■ **Excerpted text**:
═══

Document Type

Article

Publication Date

2008

Abstract

This article is a contribution to a symposium honoring Sandy Kadish. This article seeks to explore whether and to what extent our understanding of self-defense depends upon a citizen's relationship with the state. Part II begins by setting forth Professor Kadish's claim that self-defense is "a right to resist aggression" that is held by a citizen against the state. After contending that such an account is insufficient to justify self-defense, the remainder of the article seeks to explore the relationship between the state and self-defense. Part III argues that self-defense is a pre-political moral right, as opposed to a political right that is constructed by the social contract. Recognizing that even if self-defense is a moral right it will eventually intersect with the state, Part IV examines this intersection, discussing how different theories of the state may yield different self-defense rules and how the state's failure to recognize self-defense may undermine its legitimacy. Part V discusses the relationship between the state and self-defense at the levels of constitutional right and criminal law rule. From this examination I ultimately conclude that a project that seeks to understand self-defense from a purely moral dimension is not only completely defensible but also most likely to yield answers to the fundamental disagreements about self-defense's justification, but a project that seeks to understand our criminal law's adoption of any particular self-defense doctrine must be cognizant of the multiple layers of moral, political, and jurisprudential theory that make the law what it is.

═══

■ **Written task**: Using the self-defense abstract, explain in one to three sentences why Part IV examines where self-defense meets the state.

═══

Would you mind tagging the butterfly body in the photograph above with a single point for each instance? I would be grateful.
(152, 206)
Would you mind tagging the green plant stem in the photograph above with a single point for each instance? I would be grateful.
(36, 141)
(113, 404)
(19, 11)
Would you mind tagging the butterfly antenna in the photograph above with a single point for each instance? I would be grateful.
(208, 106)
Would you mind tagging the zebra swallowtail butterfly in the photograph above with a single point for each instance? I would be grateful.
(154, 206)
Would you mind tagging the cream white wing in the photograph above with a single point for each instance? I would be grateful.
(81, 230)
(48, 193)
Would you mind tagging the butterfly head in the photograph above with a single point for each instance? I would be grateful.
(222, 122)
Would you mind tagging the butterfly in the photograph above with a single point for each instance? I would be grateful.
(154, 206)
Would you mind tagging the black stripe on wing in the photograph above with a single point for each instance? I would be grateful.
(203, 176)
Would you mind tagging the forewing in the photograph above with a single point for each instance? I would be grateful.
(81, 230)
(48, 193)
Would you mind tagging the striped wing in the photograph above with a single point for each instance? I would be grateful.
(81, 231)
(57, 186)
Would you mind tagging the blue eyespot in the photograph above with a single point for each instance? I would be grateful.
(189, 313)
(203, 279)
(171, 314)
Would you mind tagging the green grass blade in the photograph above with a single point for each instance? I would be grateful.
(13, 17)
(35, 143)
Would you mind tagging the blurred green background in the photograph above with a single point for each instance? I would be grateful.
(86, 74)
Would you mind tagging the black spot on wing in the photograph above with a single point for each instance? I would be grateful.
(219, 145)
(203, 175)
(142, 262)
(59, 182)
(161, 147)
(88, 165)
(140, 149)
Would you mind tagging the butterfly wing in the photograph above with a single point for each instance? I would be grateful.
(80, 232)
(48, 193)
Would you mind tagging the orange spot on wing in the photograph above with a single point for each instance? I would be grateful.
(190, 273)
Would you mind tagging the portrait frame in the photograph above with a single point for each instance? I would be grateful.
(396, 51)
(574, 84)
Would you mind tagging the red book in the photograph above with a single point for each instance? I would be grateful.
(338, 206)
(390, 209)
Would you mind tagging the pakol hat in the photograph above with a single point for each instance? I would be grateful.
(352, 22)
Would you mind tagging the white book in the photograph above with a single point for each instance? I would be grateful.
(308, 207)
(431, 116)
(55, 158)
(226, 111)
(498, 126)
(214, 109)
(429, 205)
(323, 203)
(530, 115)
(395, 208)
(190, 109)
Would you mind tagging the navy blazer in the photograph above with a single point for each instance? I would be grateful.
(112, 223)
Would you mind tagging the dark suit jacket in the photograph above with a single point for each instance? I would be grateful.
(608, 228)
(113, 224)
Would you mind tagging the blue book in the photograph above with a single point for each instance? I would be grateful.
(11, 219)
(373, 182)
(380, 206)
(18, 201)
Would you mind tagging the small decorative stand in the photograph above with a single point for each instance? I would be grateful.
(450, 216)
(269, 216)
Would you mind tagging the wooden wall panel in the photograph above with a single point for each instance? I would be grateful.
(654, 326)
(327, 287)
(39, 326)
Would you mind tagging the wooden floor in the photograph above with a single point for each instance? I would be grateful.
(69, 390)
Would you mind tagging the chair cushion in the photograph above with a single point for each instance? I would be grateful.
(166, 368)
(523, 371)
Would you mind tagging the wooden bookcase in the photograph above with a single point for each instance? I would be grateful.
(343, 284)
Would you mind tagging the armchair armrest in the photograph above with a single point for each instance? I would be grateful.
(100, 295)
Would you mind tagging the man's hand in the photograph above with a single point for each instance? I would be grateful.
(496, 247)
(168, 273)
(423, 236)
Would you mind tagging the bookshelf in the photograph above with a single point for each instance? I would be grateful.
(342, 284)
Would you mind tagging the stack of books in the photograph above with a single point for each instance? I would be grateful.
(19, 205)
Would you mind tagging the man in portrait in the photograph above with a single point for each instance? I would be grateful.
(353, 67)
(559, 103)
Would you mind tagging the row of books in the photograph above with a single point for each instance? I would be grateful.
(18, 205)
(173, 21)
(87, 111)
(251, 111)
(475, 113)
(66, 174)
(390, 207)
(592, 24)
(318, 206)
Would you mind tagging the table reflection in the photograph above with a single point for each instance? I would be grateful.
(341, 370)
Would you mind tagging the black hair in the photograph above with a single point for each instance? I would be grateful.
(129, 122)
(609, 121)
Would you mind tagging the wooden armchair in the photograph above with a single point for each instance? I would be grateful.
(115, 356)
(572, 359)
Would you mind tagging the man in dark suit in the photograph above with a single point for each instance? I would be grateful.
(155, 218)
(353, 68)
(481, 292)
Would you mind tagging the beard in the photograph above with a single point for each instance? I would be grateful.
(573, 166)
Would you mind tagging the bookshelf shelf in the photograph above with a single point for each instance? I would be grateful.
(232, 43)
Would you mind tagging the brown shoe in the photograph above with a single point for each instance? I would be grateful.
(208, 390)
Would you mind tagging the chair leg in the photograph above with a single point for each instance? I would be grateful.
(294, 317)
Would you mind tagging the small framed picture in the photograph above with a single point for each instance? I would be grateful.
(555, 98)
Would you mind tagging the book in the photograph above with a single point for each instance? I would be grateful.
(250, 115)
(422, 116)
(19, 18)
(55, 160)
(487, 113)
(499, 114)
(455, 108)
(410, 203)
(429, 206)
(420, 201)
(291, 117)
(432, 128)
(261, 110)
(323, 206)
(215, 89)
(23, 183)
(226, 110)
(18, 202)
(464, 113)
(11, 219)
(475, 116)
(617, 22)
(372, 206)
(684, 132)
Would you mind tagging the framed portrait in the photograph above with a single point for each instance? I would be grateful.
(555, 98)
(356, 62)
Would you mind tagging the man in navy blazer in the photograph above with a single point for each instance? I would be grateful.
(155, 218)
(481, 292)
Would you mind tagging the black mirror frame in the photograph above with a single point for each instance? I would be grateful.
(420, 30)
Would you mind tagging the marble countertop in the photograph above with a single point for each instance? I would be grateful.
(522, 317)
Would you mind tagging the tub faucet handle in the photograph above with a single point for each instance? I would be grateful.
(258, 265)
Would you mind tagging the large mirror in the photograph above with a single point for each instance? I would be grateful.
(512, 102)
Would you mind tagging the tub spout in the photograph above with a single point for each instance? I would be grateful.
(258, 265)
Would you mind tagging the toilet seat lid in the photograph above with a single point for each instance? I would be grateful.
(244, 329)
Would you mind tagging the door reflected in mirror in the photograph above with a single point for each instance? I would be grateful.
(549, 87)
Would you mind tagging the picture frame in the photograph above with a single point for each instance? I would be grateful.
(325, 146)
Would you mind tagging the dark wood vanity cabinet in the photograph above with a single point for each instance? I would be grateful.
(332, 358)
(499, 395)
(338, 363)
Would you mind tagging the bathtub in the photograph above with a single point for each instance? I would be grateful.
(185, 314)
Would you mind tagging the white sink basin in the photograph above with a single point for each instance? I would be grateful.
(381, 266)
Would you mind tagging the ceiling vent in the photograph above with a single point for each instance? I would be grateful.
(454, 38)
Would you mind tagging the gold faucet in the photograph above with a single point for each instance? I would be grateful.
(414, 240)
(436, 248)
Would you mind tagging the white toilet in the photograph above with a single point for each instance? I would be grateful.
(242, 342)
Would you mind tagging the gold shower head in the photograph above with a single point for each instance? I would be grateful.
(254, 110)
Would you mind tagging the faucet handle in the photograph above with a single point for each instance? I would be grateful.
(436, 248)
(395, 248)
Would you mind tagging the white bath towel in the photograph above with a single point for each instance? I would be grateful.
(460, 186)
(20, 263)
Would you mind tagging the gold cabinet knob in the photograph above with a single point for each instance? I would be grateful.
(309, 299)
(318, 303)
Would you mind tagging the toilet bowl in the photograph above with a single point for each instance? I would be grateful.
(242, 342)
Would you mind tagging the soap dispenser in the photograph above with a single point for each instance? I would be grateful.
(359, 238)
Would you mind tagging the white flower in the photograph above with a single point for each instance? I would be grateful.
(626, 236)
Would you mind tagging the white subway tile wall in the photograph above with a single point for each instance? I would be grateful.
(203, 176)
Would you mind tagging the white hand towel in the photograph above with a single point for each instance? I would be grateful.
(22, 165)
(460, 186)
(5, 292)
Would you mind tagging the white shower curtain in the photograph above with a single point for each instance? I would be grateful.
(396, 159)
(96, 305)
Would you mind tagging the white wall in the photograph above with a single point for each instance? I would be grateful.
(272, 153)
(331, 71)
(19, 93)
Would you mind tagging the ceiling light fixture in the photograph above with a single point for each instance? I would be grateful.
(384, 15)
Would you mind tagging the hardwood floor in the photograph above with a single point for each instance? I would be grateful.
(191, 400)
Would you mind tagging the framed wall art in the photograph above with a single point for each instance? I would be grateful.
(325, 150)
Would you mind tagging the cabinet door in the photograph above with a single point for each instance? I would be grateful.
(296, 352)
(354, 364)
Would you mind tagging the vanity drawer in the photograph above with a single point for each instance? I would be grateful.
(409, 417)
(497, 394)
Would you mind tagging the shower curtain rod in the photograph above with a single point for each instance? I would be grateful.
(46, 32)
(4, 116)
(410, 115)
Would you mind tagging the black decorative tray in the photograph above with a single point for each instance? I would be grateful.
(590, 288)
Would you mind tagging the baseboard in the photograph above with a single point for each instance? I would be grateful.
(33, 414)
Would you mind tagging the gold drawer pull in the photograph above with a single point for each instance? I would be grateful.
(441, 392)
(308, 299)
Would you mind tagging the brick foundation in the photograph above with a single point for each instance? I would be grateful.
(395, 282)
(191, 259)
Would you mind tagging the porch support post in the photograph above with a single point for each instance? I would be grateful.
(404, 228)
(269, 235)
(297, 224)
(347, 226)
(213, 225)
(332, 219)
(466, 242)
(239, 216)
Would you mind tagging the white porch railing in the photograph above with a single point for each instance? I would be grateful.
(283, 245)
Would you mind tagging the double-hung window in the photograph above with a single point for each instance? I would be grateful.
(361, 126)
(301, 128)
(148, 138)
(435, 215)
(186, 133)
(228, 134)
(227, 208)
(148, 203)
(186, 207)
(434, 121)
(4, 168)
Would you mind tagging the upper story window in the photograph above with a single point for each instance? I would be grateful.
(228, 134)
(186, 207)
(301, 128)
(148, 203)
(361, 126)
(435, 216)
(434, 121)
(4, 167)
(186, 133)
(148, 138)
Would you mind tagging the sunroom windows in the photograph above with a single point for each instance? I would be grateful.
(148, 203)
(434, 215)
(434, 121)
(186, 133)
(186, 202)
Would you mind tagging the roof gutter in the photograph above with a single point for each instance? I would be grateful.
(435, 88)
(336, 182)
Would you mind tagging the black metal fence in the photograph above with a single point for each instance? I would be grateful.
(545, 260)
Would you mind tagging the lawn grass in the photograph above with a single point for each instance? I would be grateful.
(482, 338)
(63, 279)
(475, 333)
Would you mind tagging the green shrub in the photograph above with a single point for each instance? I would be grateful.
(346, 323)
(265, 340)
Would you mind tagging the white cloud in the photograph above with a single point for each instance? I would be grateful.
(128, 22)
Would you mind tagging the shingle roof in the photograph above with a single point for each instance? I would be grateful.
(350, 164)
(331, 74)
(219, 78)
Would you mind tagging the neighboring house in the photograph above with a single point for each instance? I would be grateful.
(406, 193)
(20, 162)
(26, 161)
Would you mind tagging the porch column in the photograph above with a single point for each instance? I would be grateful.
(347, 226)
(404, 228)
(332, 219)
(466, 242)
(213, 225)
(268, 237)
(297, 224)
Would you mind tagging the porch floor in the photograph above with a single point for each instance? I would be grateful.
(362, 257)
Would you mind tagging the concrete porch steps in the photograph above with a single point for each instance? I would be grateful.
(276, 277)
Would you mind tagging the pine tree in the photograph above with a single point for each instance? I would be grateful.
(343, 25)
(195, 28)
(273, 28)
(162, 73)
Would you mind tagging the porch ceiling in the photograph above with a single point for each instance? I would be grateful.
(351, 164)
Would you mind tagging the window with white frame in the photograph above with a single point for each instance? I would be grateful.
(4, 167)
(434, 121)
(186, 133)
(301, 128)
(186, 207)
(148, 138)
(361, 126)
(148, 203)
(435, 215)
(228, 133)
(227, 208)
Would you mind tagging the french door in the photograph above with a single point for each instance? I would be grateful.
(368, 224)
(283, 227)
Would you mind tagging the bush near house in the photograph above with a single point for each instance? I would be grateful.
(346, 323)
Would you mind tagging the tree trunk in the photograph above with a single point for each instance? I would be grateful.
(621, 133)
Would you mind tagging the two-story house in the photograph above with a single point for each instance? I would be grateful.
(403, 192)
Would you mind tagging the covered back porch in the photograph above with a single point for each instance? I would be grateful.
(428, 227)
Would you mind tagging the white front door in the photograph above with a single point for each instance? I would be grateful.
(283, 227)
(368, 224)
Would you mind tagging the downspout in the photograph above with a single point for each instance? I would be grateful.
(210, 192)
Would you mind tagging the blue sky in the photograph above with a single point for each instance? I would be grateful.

═══

■ **The response**: Part IV looks at this meeting point because, even if self-defense is a moral right, it will eventually intersect with the state. So Part IV discusses how different theories of the state may yield different self-defense rules, and how the state's failure to recognize self-defense may undermine its legitimacy.